## Data entries:
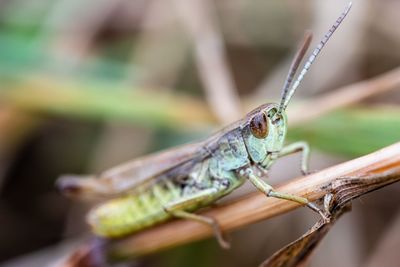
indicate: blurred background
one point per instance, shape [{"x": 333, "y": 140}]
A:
[{"x": 85, "y": 85}]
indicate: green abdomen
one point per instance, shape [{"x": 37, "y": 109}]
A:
[{"x": 133, "y": 212}]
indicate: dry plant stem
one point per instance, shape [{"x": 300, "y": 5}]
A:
[
  {"x": 198, "y": 17},
  {"x": 256, "y": 207},
  {"x": 346, "y": 96}
]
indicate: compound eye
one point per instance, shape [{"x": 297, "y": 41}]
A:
[{"x": 259, "y": 126}]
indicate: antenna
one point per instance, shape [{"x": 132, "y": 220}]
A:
[{"x": 286, "y": 93}]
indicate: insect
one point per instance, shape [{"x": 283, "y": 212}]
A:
[{"x": 177, "y": 182}]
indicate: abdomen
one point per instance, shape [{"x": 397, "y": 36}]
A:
[{"x": 135, "y": 211}]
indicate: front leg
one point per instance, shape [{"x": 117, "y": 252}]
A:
[
  {"x": 267, "y": 189},
  {"x": 305, "y": 154}
]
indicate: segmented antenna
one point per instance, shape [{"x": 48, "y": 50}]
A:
[
  {"x": 295, "y": 65},
  {"x": 287, "y": 94}
]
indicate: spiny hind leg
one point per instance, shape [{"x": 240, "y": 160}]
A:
[
  {"x": 270, "y": 191},
  {"x": 177, "y": 209},
  {"x": 302, "y": 147}
]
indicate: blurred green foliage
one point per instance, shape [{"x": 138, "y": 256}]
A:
[{"x": 351, "y": 132}]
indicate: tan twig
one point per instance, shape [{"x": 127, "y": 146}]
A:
[{"x": 256, "y": 207}]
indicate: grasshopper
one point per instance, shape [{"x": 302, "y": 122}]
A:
[{"x": 177, "y": 182}]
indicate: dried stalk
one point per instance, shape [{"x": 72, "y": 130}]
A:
[{"x": 357, "y": 176}]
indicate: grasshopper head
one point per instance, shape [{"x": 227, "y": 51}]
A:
[{"x": 264, "y": 131}]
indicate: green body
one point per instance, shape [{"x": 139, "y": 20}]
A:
[
  {"x": 213, "y": 168},
  {"x": 177, "y": 182}
]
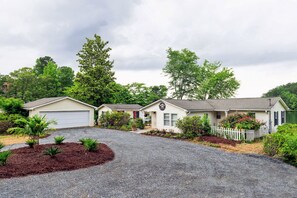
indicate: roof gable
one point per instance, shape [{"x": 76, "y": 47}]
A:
[
  {"x": 260, "y": 104},
  {"x": 122, "y": 107},
  {"x": 47, "y": 101}
]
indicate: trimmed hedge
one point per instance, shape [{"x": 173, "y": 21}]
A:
[{"x": 283, "y": 143}]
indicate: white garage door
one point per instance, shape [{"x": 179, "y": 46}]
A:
[{"x": 67, "y": 119}]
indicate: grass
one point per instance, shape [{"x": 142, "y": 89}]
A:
[{"x": 12, "y": 139}]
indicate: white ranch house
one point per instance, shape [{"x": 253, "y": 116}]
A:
[
  {"x": 66, "y": 111},
  {"x": 165, "y": 112},
  {"x": 132, "y": 109}
]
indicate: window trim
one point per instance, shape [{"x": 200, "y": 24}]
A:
[
  {"x": 283, "y": 117},
  {"x": 276, "y": 120},
  {"x": 172, "y": 120},
  {"x": 166, "y": 119}
]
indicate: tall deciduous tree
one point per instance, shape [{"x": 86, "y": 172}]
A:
[
  {"x": 143, "y": 95},
  {"x": 91, "y": 83},
  {"x": 41, "y": 63},
  {"x": 181, "y": 68},
  {"x": 214, "y": 82},
  {"x": 287, "y": 92},
  {"x": 206, "y": 81}
]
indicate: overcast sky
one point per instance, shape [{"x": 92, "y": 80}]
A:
[{"x": 257, "y": 38}]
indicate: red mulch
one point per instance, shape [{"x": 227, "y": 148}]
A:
[
  {"x": 218, "y": 140},
  {"x": 31, "y": 161}
]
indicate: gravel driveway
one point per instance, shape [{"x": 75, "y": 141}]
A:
[{"x": 156, "y": 167}]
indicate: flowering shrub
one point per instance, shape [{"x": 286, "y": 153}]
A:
[{"x": 241, "y": 121}]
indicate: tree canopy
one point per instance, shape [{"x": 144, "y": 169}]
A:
[
  {"x": 41, "y": 81},
  {"x": 206, "y": 81},
  {"x": 92, "y": 82},
  {"x": 287, "y": 92}
]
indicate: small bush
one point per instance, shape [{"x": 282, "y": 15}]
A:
[
  {"x": 52, "y": 151},
  {"x": 31, "y": 143},
  {"x": 83, "y": 140},
  {"x": 287, "y": 129},
  {"x": 90, "y": 144},
  {"x": 5, "y": 125},
  {"x": 273, "y": 143},
  {"x": 125, "y": 128},
  {"x": 139, "y": 123},
  {"x": 194, "y": 125},
  {"x": 289, "y": 149},
  {"x": 59, "y": 139},
  {"x": 114, "y": 120},
  {"x": 3, "y": 157}
]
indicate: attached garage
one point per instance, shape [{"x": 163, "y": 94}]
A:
[{"x": 66, "y": 111}]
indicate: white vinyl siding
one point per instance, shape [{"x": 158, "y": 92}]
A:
[
  {"x": 173, "y": 119},
  {"x": 166, "y": 119},
  {"x": 67, "y": 119}
]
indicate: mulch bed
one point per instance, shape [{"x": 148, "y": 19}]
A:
[
  {"x": 31, "y": 161},
  {"x": 218, "y": 140}
]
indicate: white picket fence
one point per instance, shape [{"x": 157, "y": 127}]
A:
[{"x": 228, "y": 133}]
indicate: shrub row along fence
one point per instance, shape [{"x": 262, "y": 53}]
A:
[{"x": 228, "y": 133}]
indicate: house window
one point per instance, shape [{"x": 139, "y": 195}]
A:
[
  {"x": 103, "y": 113},
  {"x": 166, "y": 119},
  {"x": 275, "y": 118},
  {"x": 219, "y": 115},
  {"x": 135, "y": 114},
  {"x": 283, "y": 117},
  {"x": 252, "y": 114},
  {"x": 173, "y": 119}
]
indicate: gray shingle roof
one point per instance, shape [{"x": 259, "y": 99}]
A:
[
  {"x": 45, "y": 101},
  {"x": 225, "y": 104},
  {"x": 41, "y": 102},
  {"x": 191, "y": 105},
  {"x": 244, "y": 103},
  {"x": 123, "y": 107}
]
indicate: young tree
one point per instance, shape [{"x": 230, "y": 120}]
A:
[
  {"x": 41, "y": 63},
  {"x": 287, "y": 92},
  {"x": 91, "y": 83},
  {"x": 214, "y": 82},
  {"x": 23, "y": 84},
  {"x": 206, "y": 81},
  {"x": 181, "y": 68}
]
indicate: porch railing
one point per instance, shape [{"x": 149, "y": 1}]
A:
[{"x": 228, "y": 133}]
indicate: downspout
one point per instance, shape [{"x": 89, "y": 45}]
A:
[{"x": 270, "y": 121}]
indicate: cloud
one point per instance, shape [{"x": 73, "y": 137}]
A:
[{"x": 253, "y": 37}]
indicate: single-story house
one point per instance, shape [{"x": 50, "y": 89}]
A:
[
  {"x": 132, "y": 109},
  {"x": 165, "y": 112},
  {"x": 66, "y": 111}
]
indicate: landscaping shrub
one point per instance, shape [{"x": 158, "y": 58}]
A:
[
  {"x": 287, "y": 128},
  {"x": 59, "y": 139},
  {"x": 289, "y": 149},
  {"x": 1, "y": 145},
  {"x": 283, "y": 143},
  {"x": 13, "y": 106},
  {"x": 52, "y": 151},
  {"x": 82, "y": 140},
  {"x": 114, "y": 120},
  {"x": 4, "y": 126},
  {"x": 241, "y": 121},
  {"x": 273, "y": 143},
  {"x": 139, "y": 123},
  {"x": 3, "y": 157},
  {"x": 31, "y": 143},
  {"x": 194, "y": 125},
  {"x": 126, "y": 128},
  {"x": 90, "y": 144},
  {"x": 34, "y": 127}
]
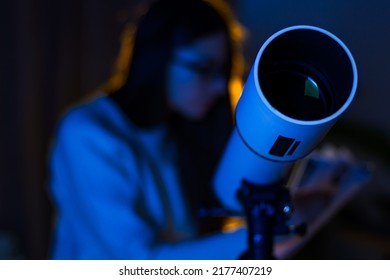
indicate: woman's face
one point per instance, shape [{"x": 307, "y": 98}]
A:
[{"x": 197, "y": 76}]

## Directions for this task:
Starting at the line containing "indicate: landscaping shrub", write out each line through the last one in the listing above, inclusive, and nothing else. Pictures are excluded from the copy.

## Written solution:
indicate: landscaping shrub
one point per instance, shape [{"x": 158, "y": 58}]
A:
[
  {"x": 287, "y": 128},
  {"x": 59, "y": 139},
  {"x": 289, "y": 149},
  {"x": 1, "y": 145},
  {"x": 283, "y": 143},
  {"x": 13, "y": 106},
  {"x": 52, "y": 151},
  {"x": 82, "y": 140},
  {"x": 114, "y": 120},
  {"x": 4, "y": 126},
  {"x": 241, "y": 121},
  {"x": 273, "y": 143},
  {"x": 139, "y": 123},
  {"x": 3, "y": 157},
  {"x": 31, "y": 143},
  {"x": 194, "y": 125},
  {"x": 126, "y": 128},
  {"x": 90, "y": 144},
  {"x": 34, "y": 127}
]
indicate: woman's face
one point per instance, shape [{"x": 307, "y": 98}]
A:
[{"x": 197, "y": 76}]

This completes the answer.